## TEXTE
-- -- --

Deux ampoules sur cinq
Deux Ampoules sur cinq, librement inspiré de Notes sur Anna Akhmatova de Lydia Tchoukovskaïa, adaptation et mise en scène d’Isabelle Lafon
De spectacle en spectacle, Isabelle Lafon explore, sans continuité stricte mais sans jamais le quitter, l’univers de la grande poétesse russe, Anna Akhmatova, dont l’œuvre censurée par le stalinisme, circulait clandestinement, tandis que ses deux maris étaient, l‘un fusillé, l’autre déporté, et que son fils passait dix ans en prison!
A la fin de Deux ampoules sur cinq, (un titre peu poétique mais comment restituer au mieux le fonctionnement quotidien de la lumière dans l’appartement communautaire?) la comédienne et metteuse en scène dit en russe un poème. Un moment de grande émotion, quand on entend cette parole lointaine, comme si elle était chantée, issue de la douleur : la langue russe véhicule délicatement le désir et la vie.
Isabelle Lafon dédouble ici un aspect de la poésie subversive de cette époque noire (purges, disparitions,etc…) en installant près d’Anna Akhmatova, Lydia Tchoukoskaïa, autre écrivain et critique de littérature pour enfants, qui apprend à connaître son aînée dans la joie.

-- -- --

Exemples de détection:
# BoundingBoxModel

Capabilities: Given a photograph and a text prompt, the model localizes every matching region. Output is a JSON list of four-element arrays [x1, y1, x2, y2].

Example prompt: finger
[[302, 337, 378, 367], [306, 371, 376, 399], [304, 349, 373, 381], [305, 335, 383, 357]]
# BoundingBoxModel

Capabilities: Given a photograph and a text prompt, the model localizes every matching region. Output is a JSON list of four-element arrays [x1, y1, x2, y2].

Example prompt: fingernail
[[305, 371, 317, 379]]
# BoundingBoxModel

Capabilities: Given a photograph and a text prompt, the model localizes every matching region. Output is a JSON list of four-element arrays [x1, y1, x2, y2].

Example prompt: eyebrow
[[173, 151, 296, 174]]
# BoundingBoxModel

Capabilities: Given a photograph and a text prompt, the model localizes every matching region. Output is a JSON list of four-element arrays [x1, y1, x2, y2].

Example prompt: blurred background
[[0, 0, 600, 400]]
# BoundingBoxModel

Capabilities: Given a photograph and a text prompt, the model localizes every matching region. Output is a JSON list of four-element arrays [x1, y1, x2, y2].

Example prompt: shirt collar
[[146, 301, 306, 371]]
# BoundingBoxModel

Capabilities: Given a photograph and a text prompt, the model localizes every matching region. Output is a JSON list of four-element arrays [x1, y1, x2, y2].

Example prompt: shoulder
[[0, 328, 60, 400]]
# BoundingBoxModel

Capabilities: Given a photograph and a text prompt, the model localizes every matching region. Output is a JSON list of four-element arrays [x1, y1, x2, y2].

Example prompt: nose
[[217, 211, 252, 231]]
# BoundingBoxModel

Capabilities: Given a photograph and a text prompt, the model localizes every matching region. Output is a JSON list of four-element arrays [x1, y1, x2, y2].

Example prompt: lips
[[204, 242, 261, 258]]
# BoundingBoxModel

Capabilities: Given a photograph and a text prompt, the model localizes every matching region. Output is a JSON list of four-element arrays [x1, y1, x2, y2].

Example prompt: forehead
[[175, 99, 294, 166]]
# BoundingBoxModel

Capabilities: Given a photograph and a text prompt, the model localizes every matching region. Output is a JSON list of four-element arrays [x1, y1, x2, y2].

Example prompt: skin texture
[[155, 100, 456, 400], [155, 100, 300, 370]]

-- -- --

## CONSIGNES
Recopiez le passage du texte sur Deux ampoules sur cinq, depuis « Isabelle Lafon dédouble » jusqu'à « dans la joie. » inclus. Les items proviennent d'une autre source.

## RÉSULTAT ATTENDU
Isabelle Lafon dédouble ici un aspect de la poésie subversive de cette époque noire (purges, disparitions,etc…) en installant près d’Anna Akhmatova, Lydia Tchoukoskaïa, autre écrivain et critique de littérature pour enfants, qui apprend à connaître son aînée dans la joie.